# Objective
Can you reproduce, word for word, the part of the article on eating locally that starts at the words "EATING LOCALLY IS" and ends after "non-profit purposes only."?

# Document section
EATING LOCALLY IS HARDER THAN YOU THINK
A Sonoma County Exercise Provides Valuable Planning Lessons – This Isn’t as Easy as We Might Hope
“I Hate Peak Oil” Cookies
by
Wendy Talaro
© Copyright 2005, From The Wilderness Publications, www.fromthewilderness.com. All Rights Reserved. This story may NOT be posted on any Internet web site without express written permission. Contact admin@copvcia.com. May be circulated, distributed or transmitted for non-profit purposes only.
[It’s one thing to acknowledge that food production might revert to local in the face of Peak Oil. It is another thing altogether to attempt to eat locally, as this graduate student finishing a Master’s Degree in Ecological Agriculture at New College demonstrates. Not only is the prospect a daunting one, even for an agriculturally-blessed region like Sonoma County, California; the task of eating only food produced within a 100 mile radius for one week raises much more fundamental questions about our society. By way of full disclosure I should tell you that Wendy Talaro is my fiancée and that you’ll be hearing more from her. I’m a lucky guy in many ways. Even if they weren’t produced locally, “I Hate Peak Oil” cookies are great. – MCR]
November 21, 2005 1100 PST (FTW): -- Though I engaged in this two-week exercise as a specific homework assignment for a graduate school level Ecological Agriculture course, I would not hesitate to recommend that absolutely everyone living in industrialized countries participate in their own local food sourcing experiment. Where is your food grown and harvested? Not just some of it — this is a query about each and every component of your current diet, whether you’re eating junk food for pleasure and solace, or enjoying mindful dining for nutritional health. Restrict your food purchases to items grown within a specific mileage radius and write out the rationale for the distance of the boundary. Find out as best you can about the farm sources of the produce, dairy, eggs and meat that you eat and ask grocers for this information if a food item’s origin is not clearly labeled. If components of your standard diet are not locally available and readily accessible within the radius, make notes of all the food items that would otherwise be missing if not for global commerce and far-flung food transport. It is an eye-opening, if disturbing, exercise. Food security vulnerabilities are ordinarily easy to overlook until the veneer of plenty is ripped away. The vulnerabilities of Sonoma County’s local food system were exposed through this assignment, as were the shortfalls for meeting the caloric, let alone nutritional, needs of the county’s 478,400 residents.1
To delineate and clearly see my self-imposed boundary, I obtained a California State Automobile Association map of the state and drew in a circle with a compass. Any source within the boundary was fair game as “local.” In my palette of culinary creations, there was no single dish that could be prepared exclusively with locally grown items. The longer the ingredient list for the recipe, the harder it was to source every ingredient within the boundary. The success of finding or creating meals of entirely local ingredients was a complex function of available money, creativity, research, time spent in shopping and alchemical effort spent in the kitchen. Eating fresh food locally implicitly entails eating seasonally, but merely surviving by meeting caloric requirements alone entails some deprivation and self-denial of tastes and preferences, many of which have been shaped for decades by cheap fossil fuel driven imports and exports of unprocessed food and value-added manufactured foodstuffs.

# Entries shown
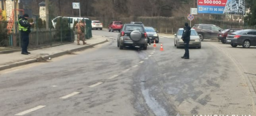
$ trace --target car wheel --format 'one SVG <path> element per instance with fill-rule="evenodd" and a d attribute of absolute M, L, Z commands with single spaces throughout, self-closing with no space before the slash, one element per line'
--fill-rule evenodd
<path fill-rule="evenodd" d="M 250 47 L 250 42 L 249 40 L 245 40 L 243 43 L 243 47 L 248 48 Z"/>
<path fill-rule="evenodd" d="M 143 49 L 144 50 L 147 50 L 147 49 L 148 49 L 148 45 L 146 45 L 145 46 L 144 46 L 144 47 L 143 47 Z"/>
<path fill-rule="evenodd" d="M 202 40 L 203 40 L 203 36 L 202 36 L 202 34 L 199 34 L 198 36 L 199 36 L 199 38 L 200 39 L 201 39 L 201 41 L 202 41 Z"/>
<path fill-rule="evenodd" d="M 119 45 L 119 49 L 122 50 L 123 49 L 123 45 Z"/>
<path fill-rule="evenodd" d="M 139 41 L 141 38 L 141 33 L 138 31 L 133 31 L 130 34 L 130 39 L 134 41 Z"/>
<path fill-rule="evenodd" d="M 222 43 L 224 44 L 226 44 L 226 39 L 222 39 Z"/>
<path fill-rule="evenodd" d="M 236 46 L 237 46 L 237 45 L 235 45 L 234 44 L 231 44 L 230 45 L 232 47 L 236 47 Z"/>

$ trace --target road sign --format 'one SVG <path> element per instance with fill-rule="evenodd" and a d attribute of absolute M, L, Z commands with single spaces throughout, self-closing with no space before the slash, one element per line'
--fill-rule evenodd
<path fill-rule="evenodd" d="M 80 9 L 80 3 L 79 2 L 73 2 L 73 9 Z"/>
<path fill-rule="evenodd" d="M 191 8 L 191 14 L 197 14 L 197 8 Z"/>
<path fill-rule="evenodd" d="M 194 15 L 193 14 L 189 14 L 189 15 L 188 15 L 188 19 L 189 19 L 190 21 L 194 19 L 194 18 L 195 17 L 194 17 Z"/>

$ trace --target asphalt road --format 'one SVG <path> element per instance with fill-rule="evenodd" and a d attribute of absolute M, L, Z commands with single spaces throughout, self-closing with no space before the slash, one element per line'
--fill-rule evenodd
<path fill-rule="evenodd" d="M 0 72 L 0 116 L 253 113 L 243 72 L 216 43 L 202 42 L 184 59 L 171 36 L 161 37 L 164 51 L 160 44 L 120 50 L 117 32 L 93 34 L 109 42 Z"/>

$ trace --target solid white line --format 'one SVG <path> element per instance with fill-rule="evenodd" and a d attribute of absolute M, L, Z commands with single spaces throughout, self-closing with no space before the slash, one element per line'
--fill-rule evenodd
<path fill-rule="evenodd" d="M 135 68 L 135 67 L 137 67 L 137 66 L 139 66 L 139 65 L 135 65 L 133 66 L 132 67 L 133 67 L 133 68 Z"/>
<path fill-rule="evenodd" d="M 129 70 L 130 70 L 129 69 L 127 69 L 127 70 L 125 70 L 123 71 L 122 72 L 122 73 L 125 73 L 125 72 L 126 72 L 129 71 Z"/>
<path fill-rule="evenodd" d="M 32 108 L 32 109 L 30 109 L 28 110 L 26 110 L 25 111 L 23 111 L 23 112 L 21 112 L 20 113 L 18 113 L 18 114 L 17 114 L 15 115 L 16 115 L 16 116 L 22 116 L 23 115 L 25 115 L 26 114 L 27 114 L 29 112 L 34 111 L 34 110 L 36 110 L 38 109 L 42 108 L 43 108 L 44 107 L 46 107 L 46 106 L 45 106 L 45 105 L 39 105 L 38 106 L 37 106 L 37 107 L 34 107 L 34 108 Z"/>
<path fill-rule="evenodd" d="M 112 76 L 112 77 L 109 77 L 108 79 L 113 79 L 113 78 L 115 78 L 115 77 L 118 77 L 118 75 L 114 75 L 114 76 Z"/>
<path fill-rule="evenodd" d="M 68 94 L 67 96 L 63 96 L 62 97 L 60 97 L 60 99 L 66 99 L 66 98 L 67 98 L 68 97 L 70 97 L 71 96 L 74 96 L 74 95 L 75 95 L 76 94 L 79 94 L 80 93 L 80 92 L 73 92 L 72 93 L 69 94 Z"/>
<path fill-rule="evenodd" d="M 103 84 L 103 82 L 98 82 L 95 84 L 90 85 L 90 86 L 88 86 L 88 87 L 94 87 L 102 84 Z"/>

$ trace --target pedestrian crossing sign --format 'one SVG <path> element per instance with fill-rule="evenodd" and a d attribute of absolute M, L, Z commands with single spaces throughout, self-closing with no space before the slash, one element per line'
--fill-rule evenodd
<path fill-rule="evenodd" d="M 80 9 L 80 2 L 73 2 L 73 9 Z"/>

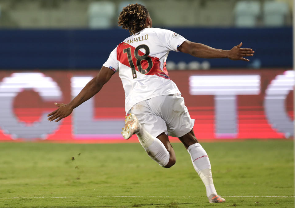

# Solution to this problem
EATING LOCALLY IS HARDER THAN YOU THINK
A Sonoma County Exercise Provides Valuable Planning Lessons – This Isn’t as Easy as We Might Hope
“I Hate Peak Oil” Cookies
by
Wendy Talaro
© Copyright 2005, From The Wilderness Publications, www.fromthewilderness.com. All Rights Reserved. This story may NOT be posted on any Internet web site without express written permission. Contact admin@copvcia.com. May be circulated, distributed or transmitted for non-profit purposes only.